╭─ Data
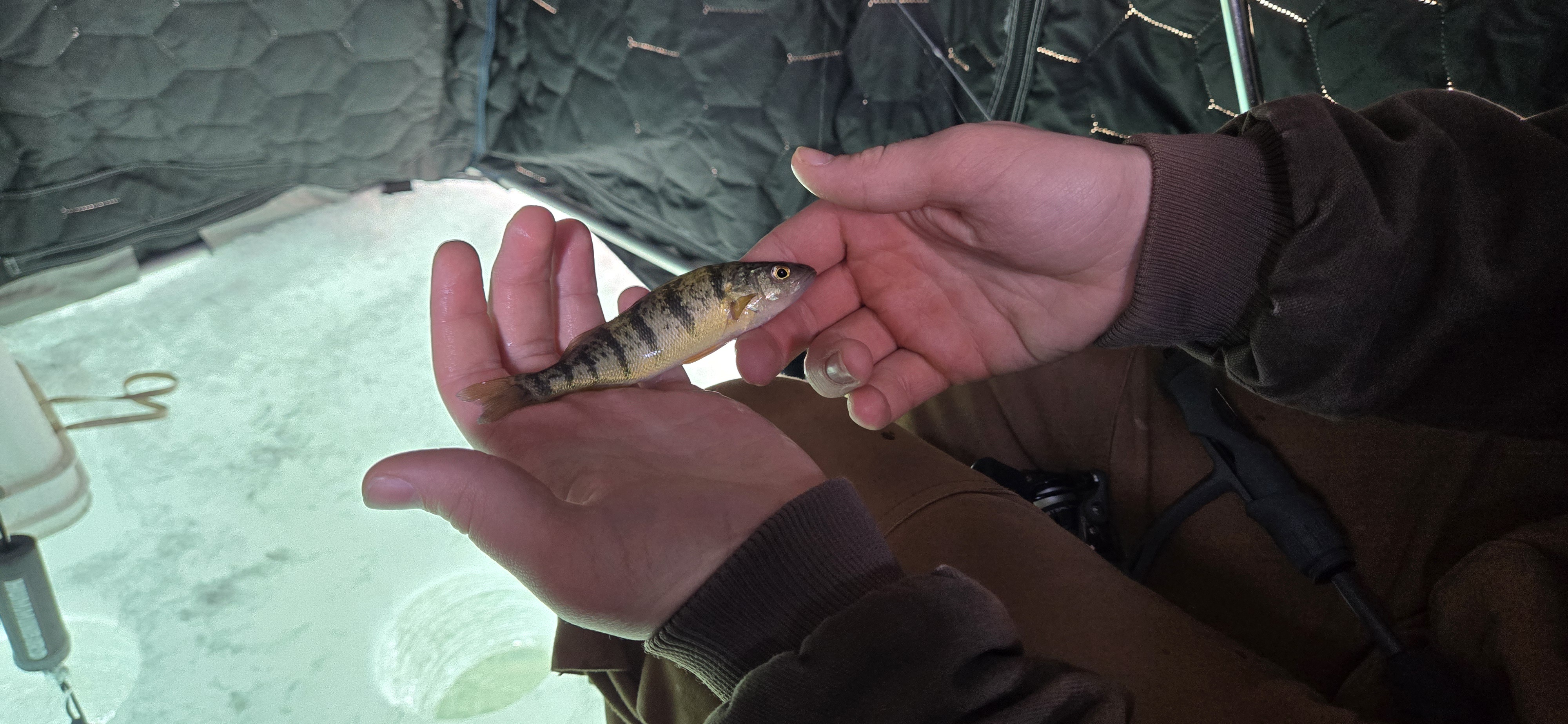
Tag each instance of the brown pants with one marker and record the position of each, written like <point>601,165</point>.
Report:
<point>1227,631</point>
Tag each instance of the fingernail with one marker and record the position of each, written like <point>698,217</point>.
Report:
<point>813,157</point>
<point>837,371</point>
<point>387,493</point>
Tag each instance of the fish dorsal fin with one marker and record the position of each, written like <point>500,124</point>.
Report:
<point>736,308</point>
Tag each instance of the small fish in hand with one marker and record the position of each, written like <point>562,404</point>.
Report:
<point>681,322</point>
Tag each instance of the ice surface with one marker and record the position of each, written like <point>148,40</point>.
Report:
<point>228,541</point>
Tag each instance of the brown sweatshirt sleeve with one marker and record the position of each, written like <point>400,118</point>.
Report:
<point>811,620</point>
<point>1404,261</point>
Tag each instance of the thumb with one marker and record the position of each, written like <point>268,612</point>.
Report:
<point>504,509</point>
<point>898,178</point>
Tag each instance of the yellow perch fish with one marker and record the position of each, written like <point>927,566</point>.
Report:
<point>680,322</point>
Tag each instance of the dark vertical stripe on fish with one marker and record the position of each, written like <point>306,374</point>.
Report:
<point>647,333</point>
<point>680,311</point>
<point>540,386</point>
<point>620,352</point>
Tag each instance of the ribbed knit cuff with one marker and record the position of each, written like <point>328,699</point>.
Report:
<point>813,559</point>
<point>1218,209</point>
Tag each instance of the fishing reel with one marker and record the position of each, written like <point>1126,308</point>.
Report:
<point>1078,501</point>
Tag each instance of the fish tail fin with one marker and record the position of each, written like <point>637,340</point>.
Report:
<point>501,397</point>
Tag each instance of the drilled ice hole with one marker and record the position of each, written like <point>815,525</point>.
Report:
<point>465,646</point>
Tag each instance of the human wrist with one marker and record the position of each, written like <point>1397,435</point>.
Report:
<point>810,560</point>
<point>1216,209</point>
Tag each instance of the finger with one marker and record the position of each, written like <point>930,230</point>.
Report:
<point>896,386</point>
<point>462,333</point>
<point>898,178</point>
<point>813,237</point>
<point>843,357</point>
<point>523,292</point>
<point>512,515</point>
<point>761,353</point>
<point>669,378</point>
<point>576,286</point>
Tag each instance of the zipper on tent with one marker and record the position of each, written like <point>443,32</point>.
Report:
<point>1007,104</point>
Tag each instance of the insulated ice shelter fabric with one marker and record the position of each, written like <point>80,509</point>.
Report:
<point>678,118</point>
<point>132,123</point>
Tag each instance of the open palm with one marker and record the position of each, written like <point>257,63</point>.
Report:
<point>612,507</point>
<point>971,253</point>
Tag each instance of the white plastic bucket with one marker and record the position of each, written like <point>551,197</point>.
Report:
<point>43,487</point>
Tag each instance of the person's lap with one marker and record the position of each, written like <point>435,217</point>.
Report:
<point>1219,574</point>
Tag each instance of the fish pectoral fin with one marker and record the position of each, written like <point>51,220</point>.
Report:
<point>738,308</point>
<point>705,353</point>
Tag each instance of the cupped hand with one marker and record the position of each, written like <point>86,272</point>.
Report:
<point>976,252</point>
<point>612,507</point>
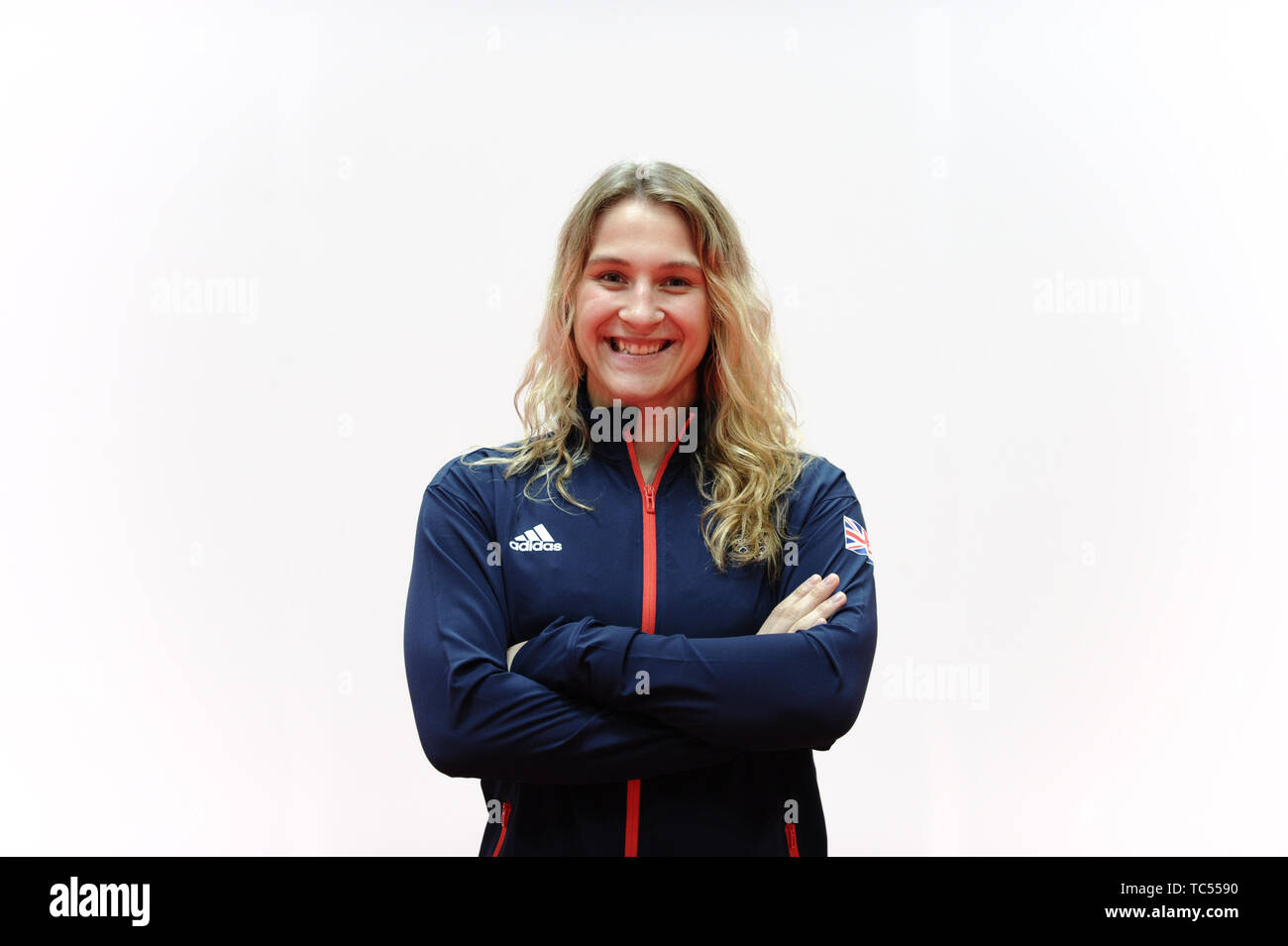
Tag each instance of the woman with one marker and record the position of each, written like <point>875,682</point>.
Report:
<point>635,636</point>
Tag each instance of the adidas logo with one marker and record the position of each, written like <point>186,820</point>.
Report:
<point>536,540</point>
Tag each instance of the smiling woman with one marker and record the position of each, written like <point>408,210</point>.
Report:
<point>651,674</point>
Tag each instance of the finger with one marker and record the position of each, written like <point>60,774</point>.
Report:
<point>823,613</point>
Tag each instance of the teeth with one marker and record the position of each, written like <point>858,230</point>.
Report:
<point>618,345</point>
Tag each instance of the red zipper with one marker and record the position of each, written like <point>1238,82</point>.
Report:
<point>505,821</point>
<point>791,839</point>
<point>648,495</point>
╰─
Problem requirements: Copy out every line of the entries above word for word, and leave the pictures out.

Output below:
Tag each instance of the brown pants with one marker and record the position of each, written like <point>601,165</point>.
Report:
<point>1227,631</point>
Tag each instance of the fingernail with one marker and record the position of each, written like <point>698,217</point>.
Report:
<point>813,157</point>
<point>837,371</point>
<point>387,493</point>
Tag each instance of the fish dorsal fin with one marker and record the position of each, written like <point>500,124</point>.
Report:
<point>736,308</point>
Tag each instance of the small fish in hand with one marker and record the position of each, written like <point>562,404</point>.
Report:
<point>681,322</point>
Tag each instance of the ice surface with one marker and record the position of each, written like <point>148,40</point>.
Report:
<point>228,541</point>
Tag each instance of the brown sweatshirt sleeve with one marker and record the position of each, written like <point>400,118</point>.
Report:
<point>811,620</point>
<point>1404,261</point>
Tag each instance of the thumb with one marker and record the position of each, written like <point>268,612</point>.
Report:
<point>504,509</point>
<point>898,178</point>
Tag each instance of the yellow perch fish with one marker and record the position of each, written like <point>927,566</point>.
Report:
<point>680,322</point>
Tag each instance of the dark vertical stripe on fish with one marker and record the position of each, written like <point>306,374</point>.
Report:
<point>647,333</point>
<point>680,311</point>
<point>540,386</point>
<point>620,352</point>
Tag each instance of the ribbed knit cuff with one marker and record the position of each, written like <point>328,699</point>.
Report:
<point>813,559</point>
<point>1218,209</point>
Tag each instance of the fishing reel with one marker and record the position of each, written like <point>1126,308</point>.
Report:
<point>1078,501</point>
Tag each instance of the fish tail fin with one marker and record the position of each, written like <point>637,340</point>.
Report:
<point>501,397</point>
Tag each instance of the drilled ice hole with one marker and record the position of each, written like <point>815,525</point>.
Report:
<point>465,646</point>
Tag each instance of the human wrist with one marker and record the position of each, written like <point>1397,435</point>.
Report:
<point>810,560</point>
<point>1216,209</point>
Tag each instance of the finger with one marker and record the position of each, written like <point>930,230</point>.
Report:
<point>896,386</point>
<point>462,333</point>
<point>898,178</point>
<point>813,237</point>
<point>843,357</point>
<point>523,292</point>
<point>512,515</point>
<point>761,353</point>
<point>669,378</point>
<point>576,286</point>
Tag each instance of the zipper on tent with one marker and record the position of each, written like <point>443,32</point>.
Report:
<point>1007,104</point>
Tag each instance of the insulated ice shelter fabric with one marker and record the position of each, written like <point>80,509</point>.
Report:
<point>678,118</point>
<point>132,123</point>
Tag each instance of the open palm with one marker and record the position of each, written like <point>257,63</point>.
Report:
<point>612,507</point>
<point>971,253</point>
Tag each instance of the white plastic bucket with one marker and record the position of each, written like <point>551,197</point>.
Report:
<point>43,487</point>
Tag each instance of the person's lap with one marker and record the position of each, written like <point>435,217</point>.
Report:
<point>1219,574</point>
Tag each instance of the fish pectoral fin with one marker and record the position of each, written like <point>51,220</point>.
Report:
<point>738,308</point>
<point>705,353</point>
Tag each instance of the cupped hand with one marker and record the position of each, written like <point>86,272</point>.
Report:
<point>976,252</point>
<point>612,507</point>
Tag each instance of the woman with one marker and record the position of each, written like <point>875,682</point>.
Report:
<point>635,636</point>
Tag each instance of the adidas logo with one marker and record the position of each, written like <point>186,820</point>.
Report:
<point>536,540</point>
Tag each instance of the smiling woman with one marker and record the position of each, written like <point>408,210</point>.
Report:
<point>651,674</point>
Tag each instance of the finger with one marker and record the position of each, written like <point>60,774</point>.
Report:
<point>823,613</point>
Tag each instance of the teeth with one marker and record the position of each, written like <point>858,230</point>.
Report:
<point>618,345</point>
Tag each instance of the red zipper with one marker and record the position of each, written like <point>1238,82</point>.
Report:
<point>505,821</point>
<point>791,839</point>
<point>648,495</point>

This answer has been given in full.